[Image-grounded pointing data]
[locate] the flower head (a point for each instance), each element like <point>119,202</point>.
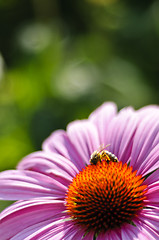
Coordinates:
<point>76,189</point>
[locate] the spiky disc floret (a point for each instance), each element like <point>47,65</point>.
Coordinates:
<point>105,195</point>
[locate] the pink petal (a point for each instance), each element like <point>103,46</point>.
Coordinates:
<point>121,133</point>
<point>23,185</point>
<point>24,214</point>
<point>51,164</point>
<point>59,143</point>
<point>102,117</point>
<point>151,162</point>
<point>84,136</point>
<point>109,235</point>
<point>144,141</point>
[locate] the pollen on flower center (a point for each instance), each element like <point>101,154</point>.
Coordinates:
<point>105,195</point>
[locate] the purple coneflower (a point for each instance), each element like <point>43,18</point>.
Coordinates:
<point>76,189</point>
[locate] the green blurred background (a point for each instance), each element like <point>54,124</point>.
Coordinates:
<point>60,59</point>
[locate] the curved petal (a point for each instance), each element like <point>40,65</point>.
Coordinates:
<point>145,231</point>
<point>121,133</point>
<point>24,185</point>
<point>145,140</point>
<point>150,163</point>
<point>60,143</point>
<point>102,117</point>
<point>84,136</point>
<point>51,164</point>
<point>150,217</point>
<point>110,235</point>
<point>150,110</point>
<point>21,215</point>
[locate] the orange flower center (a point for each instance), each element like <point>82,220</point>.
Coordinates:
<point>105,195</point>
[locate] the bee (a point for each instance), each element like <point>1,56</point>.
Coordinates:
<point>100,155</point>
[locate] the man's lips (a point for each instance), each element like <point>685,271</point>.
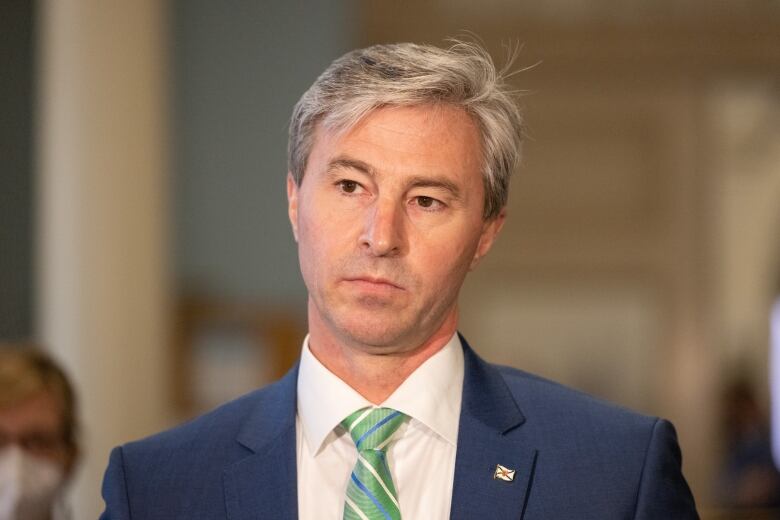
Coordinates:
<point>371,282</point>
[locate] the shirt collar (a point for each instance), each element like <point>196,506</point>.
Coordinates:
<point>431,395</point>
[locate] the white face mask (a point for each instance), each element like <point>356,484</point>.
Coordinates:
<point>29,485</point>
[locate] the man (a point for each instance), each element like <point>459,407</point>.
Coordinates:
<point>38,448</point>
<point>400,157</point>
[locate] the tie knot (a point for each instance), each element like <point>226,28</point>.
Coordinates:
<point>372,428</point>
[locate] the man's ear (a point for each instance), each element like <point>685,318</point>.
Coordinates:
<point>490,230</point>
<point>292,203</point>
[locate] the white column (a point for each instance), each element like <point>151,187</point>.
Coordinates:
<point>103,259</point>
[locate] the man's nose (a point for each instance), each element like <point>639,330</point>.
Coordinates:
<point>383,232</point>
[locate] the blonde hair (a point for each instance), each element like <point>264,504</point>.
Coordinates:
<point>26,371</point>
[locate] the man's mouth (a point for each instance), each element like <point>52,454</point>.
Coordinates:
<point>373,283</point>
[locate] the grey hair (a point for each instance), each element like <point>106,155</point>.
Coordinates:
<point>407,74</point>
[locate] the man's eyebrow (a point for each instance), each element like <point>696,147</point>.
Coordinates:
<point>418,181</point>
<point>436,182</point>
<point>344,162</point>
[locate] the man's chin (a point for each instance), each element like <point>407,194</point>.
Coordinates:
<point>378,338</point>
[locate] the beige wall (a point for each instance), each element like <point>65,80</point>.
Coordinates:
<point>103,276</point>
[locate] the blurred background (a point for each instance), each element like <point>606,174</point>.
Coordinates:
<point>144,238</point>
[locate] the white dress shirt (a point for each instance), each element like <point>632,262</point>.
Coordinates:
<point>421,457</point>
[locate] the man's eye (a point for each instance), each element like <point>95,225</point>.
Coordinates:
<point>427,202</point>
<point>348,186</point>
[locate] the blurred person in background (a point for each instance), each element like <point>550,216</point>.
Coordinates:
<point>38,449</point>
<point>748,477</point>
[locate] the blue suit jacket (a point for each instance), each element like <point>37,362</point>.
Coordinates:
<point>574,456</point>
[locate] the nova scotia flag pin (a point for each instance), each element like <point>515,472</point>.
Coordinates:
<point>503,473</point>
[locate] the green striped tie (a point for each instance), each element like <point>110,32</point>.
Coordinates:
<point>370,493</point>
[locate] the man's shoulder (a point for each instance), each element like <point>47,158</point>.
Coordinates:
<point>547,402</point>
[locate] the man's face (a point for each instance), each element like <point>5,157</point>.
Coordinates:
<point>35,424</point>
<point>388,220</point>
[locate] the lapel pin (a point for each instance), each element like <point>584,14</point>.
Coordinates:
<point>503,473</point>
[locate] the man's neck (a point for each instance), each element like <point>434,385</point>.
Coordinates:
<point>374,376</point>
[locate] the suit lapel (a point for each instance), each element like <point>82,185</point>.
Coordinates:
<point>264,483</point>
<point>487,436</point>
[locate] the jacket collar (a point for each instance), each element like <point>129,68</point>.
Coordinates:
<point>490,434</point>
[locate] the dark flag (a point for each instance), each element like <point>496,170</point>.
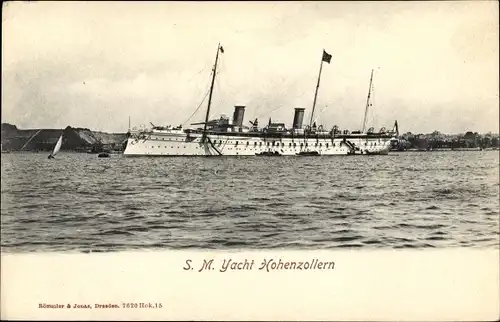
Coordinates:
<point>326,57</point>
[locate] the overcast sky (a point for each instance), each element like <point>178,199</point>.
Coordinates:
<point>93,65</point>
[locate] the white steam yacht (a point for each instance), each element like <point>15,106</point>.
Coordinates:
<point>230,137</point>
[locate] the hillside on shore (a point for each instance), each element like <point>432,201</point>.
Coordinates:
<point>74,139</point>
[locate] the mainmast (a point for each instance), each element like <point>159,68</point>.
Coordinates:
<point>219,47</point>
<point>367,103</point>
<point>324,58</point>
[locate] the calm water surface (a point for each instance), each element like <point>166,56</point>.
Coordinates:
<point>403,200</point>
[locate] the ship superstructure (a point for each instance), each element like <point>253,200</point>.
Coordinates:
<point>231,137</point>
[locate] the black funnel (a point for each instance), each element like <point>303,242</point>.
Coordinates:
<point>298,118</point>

* * *

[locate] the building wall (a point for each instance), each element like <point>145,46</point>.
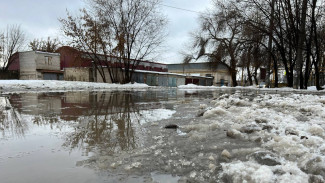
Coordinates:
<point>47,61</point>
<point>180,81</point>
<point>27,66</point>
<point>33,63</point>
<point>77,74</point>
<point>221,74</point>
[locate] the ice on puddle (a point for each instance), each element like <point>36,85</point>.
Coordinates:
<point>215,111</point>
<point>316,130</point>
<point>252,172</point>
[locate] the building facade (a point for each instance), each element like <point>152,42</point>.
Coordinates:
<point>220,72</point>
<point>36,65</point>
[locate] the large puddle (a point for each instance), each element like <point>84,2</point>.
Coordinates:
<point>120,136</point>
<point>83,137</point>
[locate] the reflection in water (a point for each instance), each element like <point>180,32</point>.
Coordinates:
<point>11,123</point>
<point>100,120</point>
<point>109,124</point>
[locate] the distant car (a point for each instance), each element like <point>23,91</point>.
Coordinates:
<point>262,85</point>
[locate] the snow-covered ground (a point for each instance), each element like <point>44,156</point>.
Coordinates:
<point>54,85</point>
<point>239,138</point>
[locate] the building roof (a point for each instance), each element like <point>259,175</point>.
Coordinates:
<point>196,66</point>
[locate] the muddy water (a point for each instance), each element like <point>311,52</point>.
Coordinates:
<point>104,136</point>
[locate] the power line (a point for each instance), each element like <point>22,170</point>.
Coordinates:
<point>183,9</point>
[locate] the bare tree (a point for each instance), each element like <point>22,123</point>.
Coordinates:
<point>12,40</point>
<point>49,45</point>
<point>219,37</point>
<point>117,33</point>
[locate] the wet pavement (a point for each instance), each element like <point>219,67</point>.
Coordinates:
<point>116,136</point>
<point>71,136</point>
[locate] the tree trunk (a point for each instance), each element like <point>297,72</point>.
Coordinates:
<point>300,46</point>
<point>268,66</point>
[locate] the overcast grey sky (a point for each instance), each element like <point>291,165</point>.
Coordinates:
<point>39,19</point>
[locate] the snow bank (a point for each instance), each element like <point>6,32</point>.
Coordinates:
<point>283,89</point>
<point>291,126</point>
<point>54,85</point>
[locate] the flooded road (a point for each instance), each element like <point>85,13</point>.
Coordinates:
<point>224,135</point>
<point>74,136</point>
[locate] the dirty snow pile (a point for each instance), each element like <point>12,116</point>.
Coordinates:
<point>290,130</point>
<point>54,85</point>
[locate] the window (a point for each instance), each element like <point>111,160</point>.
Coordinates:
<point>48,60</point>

What you should do:
Looking at the records above, how many lines have the word "blurred" in them? State the number only.

Output of the task:
3